**SELECTION:**
---*---

Here is an output stage consisting of a basic source follower. Included is the common-source stage, from LTspice. With the 1Meg load, the DCtransfer is about- 60 (approximate CS stage gain), but with a 1k load, it is about -18. The simulator is ekv.
The subject alternative is shown below. This could have changed over time but the principle is the same. M1 and Mn1 are identified in both. An additional source follower is now the actual output (M2). The input to the output stage is connected to both source follower inputs, and the source-follower outputs (sources) are connected to the inputs of the differential stage.
Suppose vg2 is increased:
The transfer from source-follow of M1 will be very close to unity, with no load other than the load NMOS, Mn1. The source tracks the gate.

---*---

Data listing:

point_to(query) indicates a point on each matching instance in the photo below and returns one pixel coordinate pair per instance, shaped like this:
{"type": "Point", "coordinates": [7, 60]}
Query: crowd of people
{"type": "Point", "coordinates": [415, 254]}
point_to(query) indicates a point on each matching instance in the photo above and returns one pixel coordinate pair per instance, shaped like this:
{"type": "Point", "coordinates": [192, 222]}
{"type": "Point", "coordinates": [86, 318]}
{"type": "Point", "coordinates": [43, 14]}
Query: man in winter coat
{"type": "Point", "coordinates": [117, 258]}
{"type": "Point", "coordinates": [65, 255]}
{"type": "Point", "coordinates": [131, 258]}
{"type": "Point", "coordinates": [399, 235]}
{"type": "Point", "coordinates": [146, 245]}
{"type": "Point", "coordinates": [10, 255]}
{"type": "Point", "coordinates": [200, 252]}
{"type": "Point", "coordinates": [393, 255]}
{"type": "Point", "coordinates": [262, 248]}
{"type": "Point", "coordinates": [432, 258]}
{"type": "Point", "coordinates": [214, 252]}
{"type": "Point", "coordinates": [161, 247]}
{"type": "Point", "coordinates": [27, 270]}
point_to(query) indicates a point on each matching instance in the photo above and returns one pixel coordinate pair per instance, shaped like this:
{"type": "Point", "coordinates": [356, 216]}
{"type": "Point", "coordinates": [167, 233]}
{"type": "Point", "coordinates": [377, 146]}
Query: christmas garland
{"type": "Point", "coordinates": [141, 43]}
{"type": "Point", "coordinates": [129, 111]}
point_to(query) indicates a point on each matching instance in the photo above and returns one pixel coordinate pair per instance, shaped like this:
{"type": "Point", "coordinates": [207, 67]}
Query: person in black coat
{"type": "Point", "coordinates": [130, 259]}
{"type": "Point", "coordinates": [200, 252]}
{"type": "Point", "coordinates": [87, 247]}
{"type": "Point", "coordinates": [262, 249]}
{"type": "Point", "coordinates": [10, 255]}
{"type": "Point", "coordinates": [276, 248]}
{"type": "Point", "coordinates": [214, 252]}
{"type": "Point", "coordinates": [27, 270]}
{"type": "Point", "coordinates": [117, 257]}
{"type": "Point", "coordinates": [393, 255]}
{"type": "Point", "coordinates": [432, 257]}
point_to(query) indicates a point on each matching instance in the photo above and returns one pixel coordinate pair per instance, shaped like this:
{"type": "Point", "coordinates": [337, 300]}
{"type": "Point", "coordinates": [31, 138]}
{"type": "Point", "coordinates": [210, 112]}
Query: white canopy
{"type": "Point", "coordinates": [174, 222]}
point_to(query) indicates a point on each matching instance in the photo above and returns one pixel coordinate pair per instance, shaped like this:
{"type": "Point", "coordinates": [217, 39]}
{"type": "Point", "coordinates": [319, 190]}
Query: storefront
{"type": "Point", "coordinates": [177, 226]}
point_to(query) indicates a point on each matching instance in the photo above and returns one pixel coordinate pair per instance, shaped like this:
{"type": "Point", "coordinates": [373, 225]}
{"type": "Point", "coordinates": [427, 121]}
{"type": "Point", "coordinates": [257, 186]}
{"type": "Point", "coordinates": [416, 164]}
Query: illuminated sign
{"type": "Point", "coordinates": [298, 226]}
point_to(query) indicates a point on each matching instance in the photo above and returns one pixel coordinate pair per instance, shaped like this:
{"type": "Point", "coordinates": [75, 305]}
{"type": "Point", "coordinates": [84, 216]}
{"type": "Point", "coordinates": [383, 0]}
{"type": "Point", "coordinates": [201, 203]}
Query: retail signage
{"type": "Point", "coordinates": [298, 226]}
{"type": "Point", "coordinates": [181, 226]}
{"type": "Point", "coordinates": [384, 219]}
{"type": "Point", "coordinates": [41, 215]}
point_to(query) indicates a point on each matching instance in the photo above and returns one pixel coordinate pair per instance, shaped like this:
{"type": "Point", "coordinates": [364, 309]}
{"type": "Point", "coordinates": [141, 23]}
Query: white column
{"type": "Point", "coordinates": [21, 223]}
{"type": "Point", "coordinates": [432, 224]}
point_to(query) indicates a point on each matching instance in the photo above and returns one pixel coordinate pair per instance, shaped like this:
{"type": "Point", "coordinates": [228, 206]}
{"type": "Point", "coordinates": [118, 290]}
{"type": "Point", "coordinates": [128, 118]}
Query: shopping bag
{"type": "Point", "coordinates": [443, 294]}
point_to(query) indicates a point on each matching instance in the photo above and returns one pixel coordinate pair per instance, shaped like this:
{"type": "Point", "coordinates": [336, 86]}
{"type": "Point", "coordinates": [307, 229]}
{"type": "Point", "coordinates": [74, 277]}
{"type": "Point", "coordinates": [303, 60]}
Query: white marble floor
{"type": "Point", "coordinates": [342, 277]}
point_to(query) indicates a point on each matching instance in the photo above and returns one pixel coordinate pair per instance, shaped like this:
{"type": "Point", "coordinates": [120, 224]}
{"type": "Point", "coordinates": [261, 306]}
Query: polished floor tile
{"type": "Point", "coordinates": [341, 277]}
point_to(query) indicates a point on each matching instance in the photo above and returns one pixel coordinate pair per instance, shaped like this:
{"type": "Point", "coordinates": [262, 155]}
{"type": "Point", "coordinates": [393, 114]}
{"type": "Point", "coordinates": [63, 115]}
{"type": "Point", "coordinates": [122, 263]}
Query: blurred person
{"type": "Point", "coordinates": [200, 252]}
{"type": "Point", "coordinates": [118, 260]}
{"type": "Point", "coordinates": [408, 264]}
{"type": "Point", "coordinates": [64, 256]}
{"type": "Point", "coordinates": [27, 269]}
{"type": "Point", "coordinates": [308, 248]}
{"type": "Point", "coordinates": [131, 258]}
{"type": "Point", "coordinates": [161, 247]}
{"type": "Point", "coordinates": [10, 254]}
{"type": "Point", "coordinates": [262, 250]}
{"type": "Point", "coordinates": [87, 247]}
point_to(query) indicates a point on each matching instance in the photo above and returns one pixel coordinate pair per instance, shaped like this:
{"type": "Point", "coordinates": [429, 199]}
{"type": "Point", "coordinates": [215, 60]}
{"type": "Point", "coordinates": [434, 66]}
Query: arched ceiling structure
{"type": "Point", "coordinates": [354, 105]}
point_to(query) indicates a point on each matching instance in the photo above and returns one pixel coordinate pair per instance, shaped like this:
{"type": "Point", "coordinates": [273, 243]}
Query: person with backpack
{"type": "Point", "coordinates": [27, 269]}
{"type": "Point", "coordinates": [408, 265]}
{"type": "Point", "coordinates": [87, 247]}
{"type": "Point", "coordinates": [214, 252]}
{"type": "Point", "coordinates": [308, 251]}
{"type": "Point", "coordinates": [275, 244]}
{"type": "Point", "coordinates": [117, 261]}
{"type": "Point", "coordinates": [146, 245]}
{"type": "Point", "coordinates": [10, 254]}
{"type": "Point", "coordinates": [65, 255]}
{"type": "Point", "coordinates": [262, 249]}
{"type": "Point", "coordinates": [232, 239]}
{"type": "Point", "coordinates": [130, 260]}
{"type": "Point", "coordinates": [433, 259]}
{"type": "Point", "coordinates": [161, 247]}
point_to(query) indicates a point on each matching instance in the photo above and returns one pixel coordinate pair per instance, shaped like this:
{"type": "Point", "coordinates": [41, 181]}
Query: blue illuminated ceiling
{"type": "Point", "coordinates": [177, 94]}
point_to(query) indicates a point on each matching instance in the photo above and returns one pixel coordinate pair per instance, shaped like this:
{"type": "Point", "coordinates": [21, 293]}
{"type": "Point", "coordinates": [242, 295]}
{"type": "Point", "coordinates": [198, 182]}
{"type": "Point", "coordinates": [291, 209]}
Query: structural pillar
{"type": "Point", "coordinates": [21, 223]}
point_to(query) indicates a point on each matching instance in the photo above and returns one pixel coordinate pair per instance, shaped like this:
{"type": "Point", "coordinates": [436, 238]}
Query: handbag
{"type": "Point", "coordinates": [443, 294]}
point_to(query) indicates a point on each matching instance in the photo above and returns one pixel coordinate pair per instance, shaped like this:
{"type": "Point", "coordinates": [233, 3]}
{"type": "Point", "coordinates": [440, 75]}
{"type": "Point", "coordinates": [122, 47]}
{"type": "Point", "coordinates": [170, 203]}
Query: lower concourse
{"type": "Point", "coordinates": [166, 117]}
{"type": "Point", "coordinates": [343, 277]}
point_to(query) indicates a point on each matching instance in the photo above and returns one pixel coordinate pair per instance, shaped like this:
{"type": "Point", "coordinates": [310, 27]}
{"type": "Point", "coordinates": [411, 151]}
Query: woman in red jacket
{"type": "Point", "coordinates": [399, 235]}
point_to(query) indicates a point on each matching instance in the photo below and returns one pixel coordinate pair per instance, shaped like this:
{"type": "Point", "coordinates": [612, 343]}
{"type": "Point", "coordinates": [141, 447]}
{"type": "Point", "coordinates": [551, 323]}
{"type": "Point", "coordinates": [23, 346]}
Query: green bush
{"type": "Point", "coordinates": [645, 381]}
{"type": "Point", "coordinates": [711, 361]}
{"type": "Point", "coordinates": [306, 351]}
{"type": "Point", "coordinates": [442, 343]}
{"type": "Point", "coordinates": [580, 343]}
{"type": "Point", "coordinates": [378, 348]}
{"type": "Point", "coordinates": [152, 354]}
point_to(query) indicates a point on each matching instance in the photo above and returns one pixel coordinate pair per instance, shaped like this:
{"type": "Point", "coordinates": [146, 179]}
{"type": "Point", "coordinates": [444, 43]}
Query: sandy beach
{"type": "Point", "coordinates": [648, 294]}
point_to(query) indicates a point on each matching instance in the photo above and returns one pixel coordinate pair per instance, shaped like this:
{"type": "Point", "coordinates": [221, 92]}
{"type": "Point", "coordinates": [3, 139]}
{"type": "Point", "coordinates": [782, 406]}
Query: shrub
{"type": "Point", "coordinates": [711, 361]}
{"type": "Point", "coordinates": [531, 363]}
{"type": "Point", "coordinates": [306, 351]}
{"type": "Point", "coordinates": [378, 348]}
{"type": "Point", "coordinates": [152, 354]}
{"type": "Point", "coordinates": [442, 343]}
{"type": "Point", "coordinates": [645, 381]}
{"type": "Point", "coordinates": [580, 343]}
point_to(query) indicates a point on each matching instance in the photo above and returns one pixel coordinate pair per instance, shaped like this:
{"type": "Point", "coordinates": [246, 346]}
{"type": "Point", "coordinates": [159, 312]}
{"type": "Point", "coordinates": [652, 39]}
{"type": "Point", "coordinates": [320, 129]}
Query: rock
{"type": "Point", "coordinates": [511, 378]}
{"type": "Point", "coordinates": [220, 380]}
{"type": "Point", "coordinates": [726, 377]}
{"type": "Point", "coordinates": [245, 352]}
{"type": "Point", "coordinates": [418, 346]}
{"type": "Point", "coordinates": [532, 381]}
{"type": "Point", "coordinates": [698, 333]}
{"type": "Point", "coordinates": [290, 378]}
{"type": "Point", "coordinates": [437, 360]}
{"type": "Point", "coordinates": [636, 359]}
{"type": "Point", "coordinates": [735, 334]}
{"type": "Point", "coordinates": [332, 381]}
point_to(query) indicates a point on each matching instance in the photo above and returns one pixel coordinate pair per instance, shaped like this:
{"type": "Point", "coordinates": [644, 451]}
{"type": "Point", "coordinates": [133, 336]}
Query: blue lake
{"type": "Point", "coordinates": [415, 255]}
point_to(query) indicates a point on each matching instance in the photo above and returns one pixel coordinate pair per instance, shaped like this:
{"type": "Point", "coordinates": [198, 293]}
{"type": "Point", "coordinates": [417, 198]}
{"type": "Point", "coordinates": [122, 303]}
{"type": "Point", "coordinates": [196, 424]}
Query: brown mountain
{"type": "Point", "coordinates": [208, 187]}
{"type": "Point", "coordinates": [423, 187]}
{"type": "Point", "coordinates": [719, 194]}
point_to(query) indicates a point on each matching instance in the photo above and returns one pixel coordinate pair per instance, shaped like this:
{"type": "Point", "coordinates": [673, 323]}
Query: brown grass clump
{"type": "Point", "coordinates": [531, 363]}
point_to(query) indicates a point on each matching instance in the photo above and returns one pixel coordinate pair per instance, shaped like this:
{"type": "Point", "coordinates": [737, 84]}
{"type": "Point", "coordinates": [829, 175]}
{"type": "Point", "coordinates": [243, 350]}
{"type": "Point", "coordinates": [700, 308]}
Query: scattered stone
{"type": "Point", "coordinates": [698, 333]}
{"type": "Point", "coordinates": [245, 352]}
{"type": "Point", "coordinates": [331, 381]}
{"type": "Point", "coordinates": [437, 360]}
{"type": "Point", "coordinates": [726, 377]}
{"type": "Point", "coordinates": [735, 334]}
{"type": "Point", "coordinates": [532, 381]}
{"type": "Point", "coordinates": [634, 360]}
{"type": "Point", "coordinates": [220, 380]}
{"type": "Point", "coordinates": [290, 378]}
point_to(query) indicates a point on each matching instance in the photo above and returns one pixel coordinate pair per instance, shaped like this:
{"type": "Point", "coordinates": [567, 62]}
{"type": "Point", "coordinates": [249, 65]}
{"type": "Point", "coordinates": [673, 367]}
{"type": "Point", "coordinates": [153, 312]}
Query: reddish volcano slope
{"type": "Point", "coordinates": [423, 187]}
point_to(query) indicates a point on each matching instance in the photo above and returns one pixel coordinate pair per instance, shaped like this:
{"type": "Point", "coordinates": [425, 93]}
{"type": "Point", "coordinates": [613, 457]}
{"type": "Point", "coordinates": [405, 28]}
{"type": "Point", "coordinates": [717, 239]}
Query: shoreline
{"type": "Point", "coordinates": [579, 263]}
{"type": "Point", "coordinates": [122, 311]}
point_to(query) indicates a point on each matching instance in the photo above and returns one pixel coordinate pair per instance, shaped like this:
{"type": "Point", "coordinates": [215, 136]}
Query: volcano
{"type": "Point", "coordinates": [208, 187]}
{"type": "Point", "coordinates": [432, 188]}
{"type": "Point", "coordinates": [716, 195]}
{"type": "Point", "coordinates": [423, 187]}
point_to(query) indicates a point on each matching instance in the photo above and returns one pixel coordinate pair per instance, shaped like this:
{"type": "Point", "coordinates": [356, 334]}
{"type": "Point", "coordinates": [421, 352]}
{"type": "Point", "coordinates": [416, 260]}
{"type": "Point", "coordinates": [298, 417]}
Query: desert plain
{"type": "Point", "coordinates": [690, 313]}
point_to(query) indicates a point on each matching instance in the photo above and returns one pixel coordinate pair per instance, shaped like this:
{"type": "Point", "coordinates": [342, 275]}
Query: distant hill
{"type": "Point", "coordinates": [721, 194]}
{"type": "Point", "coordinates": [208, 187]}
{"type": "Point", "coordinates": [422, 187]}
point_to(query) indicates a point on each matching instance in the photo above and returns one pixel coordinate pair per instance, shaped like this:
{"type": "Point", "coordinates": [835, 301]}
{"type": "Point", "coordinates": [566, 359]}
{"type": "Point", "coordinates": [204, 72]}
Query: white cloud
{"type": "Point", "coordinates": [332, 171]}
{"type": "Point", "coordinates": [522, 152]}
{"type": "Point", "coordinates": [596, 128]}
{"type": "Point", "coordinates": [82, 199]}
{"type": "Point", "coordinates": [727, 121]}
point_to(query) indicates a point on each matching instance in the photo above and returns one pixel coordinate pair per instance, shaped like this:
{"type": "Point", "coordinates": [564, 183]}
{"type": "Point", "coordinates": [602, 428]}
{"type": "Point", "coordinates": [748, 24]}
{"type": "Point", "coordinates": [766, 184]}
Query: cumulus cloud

---*---

**TASK BRIEF:**
Sum up the passage on the source-follower output stage in two sentences. These lines were taken from a different source.

**THE ANSWER:**
A basic source-follower output stage with a common-source stage, simulated in LTspice with ekv, has a DC transfer of about -60 with a 1Meg load but about -18 with a 1k load. In the alternative design, an added source follower (M2) is the actual output, the output-stage input feeds both source-follower inputs, and their sources connect to the inputs of the differential stage.